**** Texto ****

SENTENÇA
Processo Digital nº: 1005649-47.2021.8.26.0533
Classe - Assunto Procedimento Comum Cível - OUTROS
Requerente: Sindicato Nacional das Empresas de Aviação Agrícola - Sindag
Requerido: Prefeitura Municipal de Santa Bárbara d'Oeste
Juiz(a) de Direito: Dr(a). Paulo Henrique Stahlberg Natal
Vistos.
Trata-se de ação ordinária ajuizada pelo Sindicado Nacional das Empresas de Aviação Agrícola – Sindag contra a Prefeitura Municipal de Santa Bárbara d´Oeste. Narram referidas empresas estarem devidamente representadas pelo Sindicato Nacional da categoria; prossegue narrando que exercerem elas atividade de pulverização e controle de pragas por meio da aviação agrícola. Ocorre, contudo, que foram surpreendidas pela sanção da Lei Municipal n.º 4.235/2021, a qual proibiu o exercício da atividade de pulverização aérea de defensivos agrícolas no âmbito deste Município. Discorrem a respeito da inconstitucionalidade da lei, sobretudo por invadir competências da União e do Estado, violando ainda, demais princípios constitucionais invocados, como o livre exercício da atividade, a livre concorrência, a igualdade e a dignidade humana. Requereu a procedência da ação para que seja permitido o exercício regular das atividades de pulverização por meio de aviação agrícola neste Município e Comarca, afastando-se o óbice imposto pela supracitada lei municipal. Acostou documentos.
Deferida a liminar (fls.268/271).
Contestação às fls.280/293. Preliminarmente, postulou o indeferimento da petição inicial por falta de adequação do meio processual escolhido, uma vez que foi questionada abstratamente a lei municipal em seu sentido formal e material. Aponta que a arguição de inconstitucionalidade via ação ordinária, tal como pretendido, só poderia ocorrer de forma incidental e como causa de pedir. No mérito, discorreu sobre o processo de aprovação da referida lei, apontando o acerto das comissões e do parecer favorável da procuradoria municipal. Defendeu, ainda, ser de competência municipal concorrente legislar sobre direito ambiental.
Sobreveio réplica às fls.346/362.
Parecer do Ministério Público às fls.374/376.
É o relatório. Decido.
O processo comporta julgamento antecipado na forma do artigo 355, inciso I, do Código de Processo Civil, uma vez que resta apenas questão de direito a ser solucionada à vista da prova documental anexada aos autos. Outrossim, as partes não manifestaram interesse na dilação probatória.

****

» **Objetivo**
Repita sem mudar nada o trecho da sentença que vai de "Deferida a liminar" até "o relatório. Decido.".

**** Linhas ****

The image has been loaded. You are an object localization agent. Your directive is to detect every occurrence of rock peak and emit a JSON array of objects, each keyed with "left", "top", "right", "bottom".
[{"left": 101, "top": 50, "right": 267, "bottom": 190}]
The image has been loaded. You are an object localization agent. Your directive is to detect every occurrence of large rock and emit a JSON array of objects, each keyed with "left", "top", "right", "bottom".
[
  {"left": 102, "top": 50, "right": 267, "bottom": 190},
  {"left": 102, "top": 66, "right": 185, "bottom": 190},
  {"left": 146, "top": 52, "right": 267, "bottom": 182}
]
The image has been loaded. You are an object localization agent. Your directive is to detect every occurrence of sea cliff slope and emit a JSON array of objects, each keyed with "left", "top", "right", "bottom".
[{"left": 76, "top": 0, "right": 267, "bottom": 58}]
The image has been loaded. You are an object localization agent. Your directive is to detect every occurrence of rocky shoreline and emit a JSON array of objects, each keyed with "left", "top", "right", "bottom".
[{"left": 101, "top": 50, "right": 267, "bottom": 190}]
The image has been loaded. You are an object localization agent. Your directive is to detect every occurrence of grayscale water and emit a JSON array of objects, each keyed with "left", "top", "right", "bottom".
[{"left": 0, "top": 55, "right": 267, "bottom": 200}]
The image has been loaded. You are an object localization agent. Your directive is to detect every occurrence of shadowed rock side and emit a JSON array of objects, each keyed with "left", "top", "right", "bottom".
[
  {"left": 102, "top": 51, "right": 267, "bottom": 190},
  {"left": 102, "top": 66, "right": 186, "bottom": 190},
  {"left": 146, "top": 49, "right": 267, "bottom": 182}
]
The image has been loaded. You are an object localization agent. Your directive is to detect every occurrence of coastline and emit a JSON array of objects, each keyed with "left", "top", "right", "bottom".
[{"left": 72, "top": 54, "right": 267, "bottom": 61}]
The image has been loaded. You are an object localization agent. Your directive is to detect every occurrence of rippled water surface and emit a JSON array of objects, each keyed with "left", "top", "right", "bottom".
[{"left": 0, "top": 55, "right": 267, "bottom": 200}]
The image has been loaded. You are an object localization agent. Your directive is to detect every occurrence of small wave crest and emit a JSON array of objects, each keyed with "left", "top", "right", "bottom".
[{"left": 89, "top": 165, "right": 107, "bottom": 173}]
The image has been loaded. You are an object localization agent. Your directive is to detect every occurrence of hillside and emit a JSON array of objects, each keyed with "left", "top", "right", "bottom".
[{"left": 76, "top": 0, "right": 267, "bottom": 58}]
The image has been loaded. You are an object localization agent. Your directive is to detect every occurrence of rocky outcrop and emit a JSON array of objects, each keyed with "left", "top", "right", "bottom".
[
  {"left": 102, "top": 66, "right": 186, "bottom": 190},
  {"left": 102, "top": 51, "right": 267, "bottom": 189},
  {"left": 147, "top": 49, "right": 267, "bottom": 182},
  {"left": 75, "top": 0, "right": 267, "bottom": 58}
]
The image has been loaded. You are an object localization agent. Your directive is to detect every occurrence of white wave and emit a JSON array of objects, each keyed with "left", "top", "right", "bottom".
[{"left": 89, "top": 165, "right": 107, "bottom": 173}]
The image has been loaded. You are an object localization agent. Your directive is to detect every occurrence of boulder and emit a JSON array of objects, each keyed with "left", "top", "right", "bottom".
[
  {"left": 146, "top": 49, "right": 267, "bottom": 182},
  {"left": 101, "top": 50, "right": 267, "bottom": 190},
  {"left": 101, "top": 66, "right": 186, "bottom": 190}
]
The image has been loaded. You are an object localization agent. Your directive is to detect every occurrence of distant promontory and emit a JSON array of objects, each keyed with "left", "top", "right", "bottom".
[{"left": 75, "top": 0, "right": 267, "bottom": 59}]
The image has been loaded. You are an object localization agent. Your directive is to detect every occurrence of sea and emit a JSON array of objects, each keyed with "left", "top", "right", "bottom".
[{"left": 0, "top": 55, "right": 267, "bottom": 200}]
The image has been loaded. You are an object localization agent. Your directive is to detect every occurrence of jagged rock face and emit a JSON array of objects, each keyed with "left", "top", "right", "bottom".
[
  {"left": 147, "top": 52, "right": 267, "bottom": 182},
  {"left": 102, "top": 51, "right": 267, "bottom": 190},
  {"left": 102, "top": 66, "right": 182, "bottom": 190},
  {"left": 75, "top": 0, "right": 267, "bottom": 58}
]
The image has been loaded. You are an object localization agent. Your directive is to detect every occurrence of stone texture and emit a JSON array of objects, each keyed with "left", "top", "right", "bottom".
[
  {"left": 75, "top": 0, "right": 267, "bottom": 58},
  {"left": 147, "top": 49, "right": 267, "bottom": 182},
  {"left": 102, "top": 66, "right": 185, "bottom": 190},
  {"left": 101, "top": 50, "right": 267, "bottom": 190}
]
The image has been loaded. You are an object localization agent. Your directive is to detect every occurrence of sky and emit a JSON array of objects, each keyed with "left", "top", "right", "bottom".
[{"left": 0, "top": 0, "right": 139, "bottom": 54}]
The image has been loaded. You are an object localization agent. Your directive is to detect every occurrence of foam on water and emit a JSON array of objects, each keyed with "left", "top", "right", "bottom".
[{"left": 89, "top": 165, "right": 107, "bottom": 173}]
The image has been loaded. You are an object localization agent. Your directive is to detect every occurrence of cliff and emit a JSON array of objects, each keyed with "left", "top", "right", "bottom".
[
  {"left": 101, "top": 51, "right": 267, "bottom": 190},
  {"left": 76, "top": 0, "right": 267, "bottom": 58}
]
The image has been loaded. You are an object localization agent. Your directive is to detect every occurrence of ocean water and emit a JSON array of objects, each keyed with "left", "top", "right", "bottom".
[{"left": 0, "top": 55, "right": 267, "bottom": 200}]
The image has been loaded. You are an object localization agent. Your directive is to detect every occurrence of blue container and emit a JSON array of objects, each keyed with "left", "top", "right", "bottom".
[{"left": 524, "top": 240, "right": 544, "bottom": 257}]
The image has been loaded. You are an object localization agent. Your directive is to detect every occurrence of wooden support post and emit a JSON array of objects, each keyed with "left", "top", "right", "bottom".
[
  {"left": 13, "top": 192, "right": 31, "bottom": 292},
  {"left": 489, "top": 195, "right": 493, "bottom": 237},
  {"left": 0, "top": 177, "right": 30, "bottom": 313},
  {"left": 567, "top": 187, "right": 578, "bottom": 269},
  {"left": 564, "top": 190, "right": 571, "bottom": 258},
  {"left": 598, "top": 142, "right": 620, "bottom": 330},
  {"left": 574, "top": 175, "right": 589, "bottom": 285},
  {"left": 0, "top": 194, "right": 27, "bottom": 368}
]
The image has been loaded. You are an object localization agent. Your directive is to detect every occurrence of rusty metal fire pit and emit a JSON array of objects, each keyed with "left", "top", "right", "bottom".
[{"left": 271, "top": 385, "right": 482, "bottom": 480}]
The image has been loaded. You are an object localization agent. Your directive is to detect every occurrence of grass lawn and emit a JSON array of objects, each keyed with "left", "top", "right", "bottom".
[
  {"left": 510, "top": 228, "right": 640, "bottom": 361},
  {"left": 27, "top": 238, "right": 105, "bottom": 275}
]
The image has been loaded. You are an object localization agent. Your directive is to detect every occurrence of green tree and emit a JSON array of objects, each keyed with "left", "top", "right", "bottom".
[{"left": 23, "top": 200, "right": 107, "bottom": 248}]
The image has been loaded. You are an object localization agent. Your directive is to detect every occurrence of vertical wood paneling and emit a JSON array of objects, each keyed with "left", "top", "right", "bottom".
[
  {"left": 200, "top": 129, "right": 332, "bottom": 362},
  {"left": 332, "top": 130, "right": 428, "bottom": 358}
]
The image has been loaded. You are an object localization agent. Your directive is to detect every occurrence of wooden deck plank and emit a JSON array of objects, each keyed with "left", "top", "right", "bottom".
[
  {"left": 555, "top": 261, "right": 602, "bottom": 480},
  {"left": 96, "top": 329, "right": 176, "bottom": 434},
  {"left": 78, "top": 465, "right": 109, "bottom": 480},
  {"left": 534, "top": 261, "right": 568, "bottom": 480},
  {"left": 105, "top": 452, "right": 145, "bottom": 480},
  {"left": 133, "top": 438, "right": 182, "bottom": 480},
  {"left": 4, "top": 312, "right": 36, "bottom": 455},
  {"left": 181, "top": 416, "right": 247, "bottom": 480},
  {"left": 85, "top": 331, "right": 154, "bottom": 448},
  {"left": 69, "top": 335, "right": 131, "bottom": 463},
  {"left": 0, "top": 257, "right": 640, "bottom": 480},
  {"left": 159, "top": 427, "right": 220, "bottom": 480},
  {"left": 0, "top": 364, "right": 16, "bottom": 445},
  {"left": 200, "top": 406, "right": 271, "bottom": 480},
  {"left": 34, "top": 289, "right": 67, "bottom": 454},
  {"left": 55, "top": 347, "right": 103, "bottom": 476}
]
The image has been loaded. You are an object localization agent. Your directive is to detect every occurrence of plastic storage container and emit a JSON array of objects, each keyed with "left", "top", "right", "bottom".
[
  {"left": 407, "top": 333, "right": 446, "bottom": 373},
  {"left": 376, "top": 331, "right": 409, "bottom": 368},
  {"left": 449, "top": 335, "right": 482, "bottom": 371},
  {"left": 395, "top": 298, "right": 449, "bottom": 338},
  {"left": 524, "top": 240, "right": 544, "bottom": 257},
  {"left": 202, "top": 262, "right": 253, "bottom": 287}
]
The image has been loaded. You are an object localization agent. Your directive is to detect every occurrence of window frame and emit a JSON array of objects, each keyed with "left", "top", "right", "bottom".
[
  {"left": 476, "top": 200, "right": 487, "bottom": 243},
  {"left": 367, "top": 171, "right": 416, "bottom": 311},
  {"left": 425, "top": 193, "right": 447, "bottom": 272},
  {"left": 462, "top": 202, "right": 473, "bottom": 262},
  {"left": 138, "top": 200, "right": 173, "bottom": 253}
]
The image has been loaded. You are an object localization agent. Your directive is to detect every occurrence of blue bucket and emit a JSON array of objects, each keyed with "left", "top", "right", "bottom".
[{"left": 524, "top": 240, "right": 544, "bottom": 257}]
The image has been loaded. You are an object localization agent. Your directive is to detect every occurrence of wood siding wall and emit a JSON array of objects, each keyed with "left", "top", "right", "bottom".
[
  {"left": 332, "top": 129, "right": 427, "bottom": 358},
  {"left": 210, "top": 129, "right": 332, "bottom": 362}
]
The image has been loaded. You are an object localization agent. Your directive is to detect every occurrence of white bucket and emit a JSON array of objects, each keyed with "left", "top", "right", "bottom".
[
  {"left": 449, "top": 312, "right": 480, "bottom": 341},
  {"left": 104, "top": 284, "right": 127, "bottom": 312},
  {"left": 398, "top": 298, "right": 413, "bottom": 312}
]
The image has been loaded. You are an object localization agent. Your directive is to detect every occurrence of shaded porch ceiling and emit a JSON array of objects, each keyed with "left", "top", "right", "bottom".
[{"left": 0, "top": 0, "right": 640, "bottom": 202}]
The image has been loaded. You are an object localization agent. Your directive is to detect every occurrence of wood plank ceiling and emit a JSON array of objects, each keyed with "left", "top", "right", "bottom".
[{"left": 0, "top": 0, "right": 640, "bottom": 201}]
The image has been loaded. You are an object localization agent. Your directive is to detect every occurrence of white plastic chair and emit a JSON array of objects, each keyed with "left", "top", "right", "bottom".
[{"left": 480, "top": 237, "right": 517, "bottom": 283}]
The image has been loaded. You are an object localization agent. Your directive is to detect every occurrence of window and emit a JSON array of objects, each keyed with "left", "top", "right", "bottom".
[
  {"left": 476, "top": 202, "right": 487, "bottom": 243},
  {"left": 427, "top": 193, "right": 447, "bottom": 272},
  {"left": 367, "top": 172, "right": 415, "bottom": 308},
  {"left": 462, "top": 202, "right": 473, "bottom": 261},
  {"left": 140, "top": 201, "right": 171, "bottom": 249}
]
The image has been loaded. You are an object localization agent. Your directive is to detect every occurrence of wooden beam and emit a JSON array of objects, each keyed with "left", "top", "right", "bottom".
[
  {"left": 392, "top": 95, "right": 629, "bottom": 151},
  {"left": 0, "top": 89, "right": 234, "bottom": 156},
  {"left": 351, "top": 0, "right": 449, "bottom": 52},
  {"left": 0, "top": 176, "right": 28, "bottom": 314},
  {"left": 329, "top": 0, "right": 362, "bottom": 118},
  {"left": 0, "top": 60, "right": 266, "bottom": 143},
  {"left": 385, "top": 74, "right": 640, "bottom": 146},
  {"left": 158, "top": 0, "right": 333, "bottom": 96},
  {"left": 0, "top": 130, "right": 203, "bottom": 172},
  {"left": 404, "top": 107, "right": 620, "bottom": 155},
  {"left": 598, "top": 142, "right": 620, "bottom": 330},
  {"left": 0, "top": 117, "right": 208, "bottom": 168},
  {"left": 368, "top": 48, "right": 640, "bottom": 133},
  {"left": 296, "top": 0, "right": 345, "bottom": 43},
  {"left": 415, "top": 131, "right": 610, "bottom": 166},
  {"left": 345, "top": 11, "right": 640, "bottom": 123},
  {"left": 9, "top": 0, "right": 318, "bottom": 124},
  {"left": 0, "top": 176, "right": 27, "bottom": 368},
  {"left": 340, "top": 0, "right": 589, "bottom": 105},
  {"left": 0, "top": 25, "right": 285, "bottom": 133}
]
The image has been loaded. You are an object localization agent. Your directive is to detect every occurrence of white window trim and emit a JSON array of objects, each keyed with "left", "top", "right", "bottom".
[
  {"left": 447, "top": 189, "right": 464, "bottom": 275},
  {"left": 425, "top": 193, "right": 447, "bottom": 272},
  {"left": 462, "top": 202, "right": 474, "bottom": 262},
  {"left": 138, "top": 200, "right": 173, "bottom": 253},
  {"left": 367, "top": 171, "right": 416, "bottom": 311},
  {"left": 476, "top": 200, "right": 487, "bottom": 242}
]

****

» **Resposta**
Deferida a liminar (fls.268/271).
Contestação às fls.280/293. Preliminarmente, postulou o indeferimento da petição inicial por falta de adequação do meio processual escolhido, uma vez que foi questionada abstratamente a lei municipal em seu sentido formal e material. Aponta que a arguição de inconstitucionalidade via ação ordinária, tal como pretendido, só poderia ocorrer de forma incidental e como causa de pedir. No mérito, discorreu sobre o processo de aprovação da referida lei, apontando o acerto das comissões e do parecer favorável da procuradoria municipal. Defendeu, ainda, ser de competência municipal concorrente legislar sobre direito ambiental.
Sobreveio réplica às fls.346/362.
Parecer do Ministério Público às fls.374/376.
É o relatório. Decido.